TASK TO COMPLETE
Pull out the lines of the data below word for word, starting with the line that contains "tag=paved path" and going on through the last line of the data.

* Start SUPPLIED DATA *

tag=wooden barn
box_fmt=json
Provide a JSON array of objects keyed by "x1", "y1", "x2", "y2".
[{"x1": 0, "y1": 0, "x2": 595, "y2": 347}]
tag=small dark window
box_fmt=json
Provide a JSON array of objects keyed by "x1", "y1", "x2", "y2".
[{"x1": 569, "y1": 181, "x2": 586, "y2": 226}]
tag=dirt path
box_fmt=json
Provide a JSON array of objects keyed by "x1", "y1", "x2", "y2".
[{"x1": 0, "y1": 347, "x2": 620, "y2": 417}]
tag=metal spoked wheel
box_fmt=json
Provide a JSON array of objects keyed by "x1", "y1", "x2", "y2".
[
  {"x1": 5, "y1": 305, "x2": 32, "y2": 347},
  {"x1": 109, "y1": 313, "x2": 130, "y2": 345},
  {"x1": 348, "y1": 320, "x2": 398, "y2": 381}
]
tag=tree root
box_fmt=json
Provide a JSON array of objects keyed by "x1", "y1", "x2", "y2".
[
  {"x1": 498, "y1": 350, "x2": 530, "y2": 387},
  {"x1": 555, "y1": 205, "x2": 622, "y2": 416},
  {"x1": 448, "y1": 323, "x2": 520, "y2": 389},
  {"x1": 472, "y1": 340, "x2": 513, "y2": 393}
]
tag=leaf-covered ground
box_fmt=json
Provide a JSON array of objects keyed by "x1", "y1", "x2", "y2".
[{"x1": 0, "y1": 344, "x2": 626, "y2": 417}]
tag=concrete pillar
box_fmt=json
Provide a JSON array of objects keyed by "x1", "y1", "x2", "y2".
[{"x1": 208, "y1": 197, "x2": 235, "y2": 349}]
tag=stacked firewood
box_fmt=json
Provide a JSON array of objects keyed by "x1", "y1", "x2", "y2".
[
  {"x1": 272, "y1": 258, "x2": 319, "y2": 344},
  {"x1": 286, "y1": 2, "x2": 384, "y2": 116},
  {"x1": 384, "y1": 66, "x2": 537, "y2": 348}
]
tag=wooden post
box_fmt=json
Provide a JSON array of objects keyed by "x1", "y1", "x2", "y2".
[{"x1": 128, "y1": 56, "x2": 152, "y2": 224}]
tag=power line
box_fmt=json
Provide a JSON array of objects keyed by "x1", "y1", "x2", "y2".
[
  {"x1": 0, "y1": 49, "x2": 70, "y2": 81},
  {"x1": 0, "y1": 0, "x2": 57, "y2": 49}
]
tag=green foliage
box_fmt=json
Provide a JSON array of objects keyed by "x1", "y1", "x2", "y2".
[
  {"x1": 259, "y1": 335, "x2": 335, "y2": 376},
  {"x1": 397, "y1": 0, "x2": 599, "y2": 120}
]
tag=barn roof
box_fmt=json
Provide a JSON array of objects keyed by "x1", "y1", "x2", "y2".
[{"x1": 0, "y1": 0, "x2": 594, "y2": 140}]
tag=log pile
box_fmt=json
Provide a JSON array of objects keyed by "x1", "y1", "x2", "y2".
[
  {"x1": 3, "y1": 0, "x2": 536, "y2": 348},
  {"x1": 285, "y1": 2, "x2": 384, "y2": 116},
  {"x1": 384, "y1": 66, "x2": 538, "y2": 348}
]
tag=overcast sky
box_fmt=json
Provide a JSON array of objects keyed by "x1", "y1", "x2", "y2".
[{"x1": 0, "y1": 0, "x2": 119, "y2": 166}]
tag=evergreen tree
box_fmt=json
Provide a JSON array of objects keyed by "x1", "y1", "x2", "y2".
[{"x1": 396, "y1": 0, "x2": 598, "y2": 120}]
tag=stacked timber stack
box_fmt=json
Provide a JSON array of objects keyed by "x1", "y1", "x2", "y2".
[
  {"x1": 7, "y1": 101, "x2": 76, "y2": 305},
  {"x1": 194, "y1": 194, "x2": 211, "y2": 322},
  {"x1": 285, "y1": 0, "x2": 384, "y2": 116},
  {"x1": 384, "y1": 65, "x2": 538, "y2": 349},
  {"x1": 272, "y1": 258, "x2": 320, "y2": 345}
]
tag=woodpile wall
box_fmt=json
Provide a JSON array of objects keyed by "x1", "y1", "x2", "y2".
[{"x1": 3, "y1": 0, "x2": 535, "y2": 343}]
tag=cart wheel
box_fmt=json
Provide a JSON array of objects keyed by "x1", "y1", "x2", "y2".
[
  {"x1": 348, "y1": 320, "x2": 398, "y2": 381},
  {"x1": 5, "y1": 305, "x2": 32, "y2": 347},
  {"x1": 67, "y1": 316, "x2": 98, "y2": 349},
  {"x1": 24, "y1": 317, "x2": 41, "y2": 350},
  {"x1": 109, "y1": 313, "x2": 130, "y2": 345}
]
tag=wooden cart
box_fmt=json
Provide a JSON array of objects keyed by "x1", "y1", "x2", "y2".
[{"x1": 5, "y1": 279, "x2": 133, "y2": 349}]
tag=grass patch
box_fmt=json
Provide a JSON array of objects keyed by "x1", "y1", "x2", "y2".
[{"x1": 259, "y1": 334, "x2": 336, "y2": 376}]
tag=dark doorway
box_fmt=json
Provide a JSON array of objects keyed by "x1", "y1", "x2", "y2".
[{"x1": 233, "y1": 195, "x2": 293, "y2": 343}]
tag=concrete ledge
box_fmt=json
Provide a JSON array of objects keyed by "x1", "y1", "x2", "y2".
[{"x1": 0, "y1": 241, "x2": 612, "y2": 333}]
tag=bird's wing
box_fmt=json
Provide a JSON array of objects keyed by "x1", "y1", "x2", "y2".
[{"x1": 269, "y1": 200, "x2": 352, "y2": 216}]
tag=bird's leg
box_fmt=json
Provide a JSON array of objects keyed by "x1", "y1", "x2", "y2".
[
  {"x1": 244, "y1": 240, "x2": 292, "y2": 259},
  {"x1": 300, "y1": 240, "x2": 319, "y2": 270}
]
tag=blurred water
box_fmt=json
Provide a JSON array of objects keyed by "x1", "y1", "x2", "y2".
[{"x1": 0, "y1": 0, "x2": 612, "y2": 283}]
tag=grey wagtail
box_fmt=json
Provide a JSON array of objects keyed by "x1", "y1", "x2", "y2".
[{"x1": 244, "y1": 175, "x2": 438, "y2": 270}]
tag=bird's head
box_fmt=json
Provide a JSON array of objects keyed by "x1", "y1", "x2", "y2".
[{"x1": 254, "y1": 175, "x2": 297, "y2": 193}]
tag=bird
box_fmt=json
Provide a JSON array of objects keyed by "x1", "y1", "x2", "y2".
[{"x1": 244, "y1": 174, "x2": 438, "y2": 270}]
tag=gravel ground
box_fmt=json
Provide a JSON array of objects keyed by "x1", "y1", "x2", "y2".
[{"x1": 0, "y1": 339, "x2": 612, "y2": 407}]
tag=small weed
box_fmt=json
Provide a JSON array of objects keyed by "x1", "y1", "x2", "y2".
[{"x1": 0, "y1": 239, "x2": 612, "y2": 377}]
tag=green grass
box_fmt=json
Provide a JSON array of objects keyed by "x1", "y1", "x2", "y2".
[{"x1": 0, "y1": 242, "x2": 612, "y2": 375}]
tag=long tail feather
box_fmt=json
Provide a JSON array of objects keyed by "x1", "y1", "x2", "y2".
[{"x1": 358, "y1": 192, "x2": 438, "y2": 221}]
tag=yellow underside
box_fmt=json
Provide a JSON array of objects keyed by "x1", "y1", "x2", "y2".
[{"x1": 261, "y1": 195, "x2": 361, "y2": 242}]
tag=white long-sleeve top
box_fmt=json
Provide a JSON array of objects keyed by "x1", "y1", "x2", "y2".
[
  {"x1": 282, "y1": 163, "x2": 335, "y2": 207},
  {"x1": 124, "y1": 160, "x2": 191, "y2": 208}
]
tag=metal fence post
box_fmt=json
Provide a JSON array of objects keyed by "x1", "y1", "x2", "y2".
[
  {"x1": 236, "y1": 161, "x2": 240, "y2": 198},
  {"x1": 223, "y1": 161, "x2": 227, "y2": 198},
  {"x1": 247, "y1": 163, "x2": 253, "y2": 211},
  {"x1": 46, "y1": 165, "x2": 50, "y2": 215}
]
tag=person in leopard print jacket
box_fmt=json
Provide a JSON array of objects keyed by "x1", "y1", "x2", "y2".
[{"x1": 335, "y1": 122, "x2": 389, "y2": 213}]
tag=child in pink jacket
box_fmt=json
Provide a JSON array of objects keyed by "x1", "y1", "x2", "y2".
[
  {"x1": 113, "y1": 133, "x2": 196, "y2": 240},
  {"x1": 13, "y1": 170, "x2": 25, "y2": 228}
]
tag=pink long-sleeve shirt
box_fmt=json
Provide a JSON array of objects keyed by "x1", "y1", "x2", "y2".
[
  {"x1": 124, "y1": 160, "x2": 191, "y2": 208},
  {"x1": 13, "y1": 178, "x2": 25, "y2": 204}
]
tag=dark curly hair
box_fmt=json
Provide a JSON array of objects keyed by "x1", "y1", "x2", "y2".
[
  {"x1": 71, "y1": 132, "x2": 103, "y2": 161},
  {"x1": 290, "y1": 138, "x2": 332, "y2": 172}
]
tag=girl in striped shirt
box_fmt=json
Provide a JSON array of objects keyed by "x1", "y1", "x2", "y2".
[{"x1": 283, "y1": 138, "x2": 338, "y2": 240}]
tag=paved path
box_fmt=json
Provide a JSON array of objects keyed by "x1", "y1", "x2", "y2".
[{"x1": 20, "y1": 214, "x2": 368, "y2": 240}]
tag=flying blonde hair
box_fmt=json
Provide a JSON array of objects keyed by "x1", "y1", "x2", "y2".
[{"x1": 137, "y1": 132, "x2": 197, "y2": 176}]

* End SUPPLIED DATA *

RESULT OF THE EXERCISE
tag=paved path
box_fmt=json
Provide a JSON array of objects keyed by "x1", "y1", "x2", "y2".
[{"x1": 20, "y1": 214, "x2": 368, "y2": 240}]
tag=flying blonde hair
box_fmt=json
Provide a JSON array of objects keyed by "x1", "y1", "x2", "y2".
[{"x1": 137, "y1": 132, "x2": 197, "y2": 176}]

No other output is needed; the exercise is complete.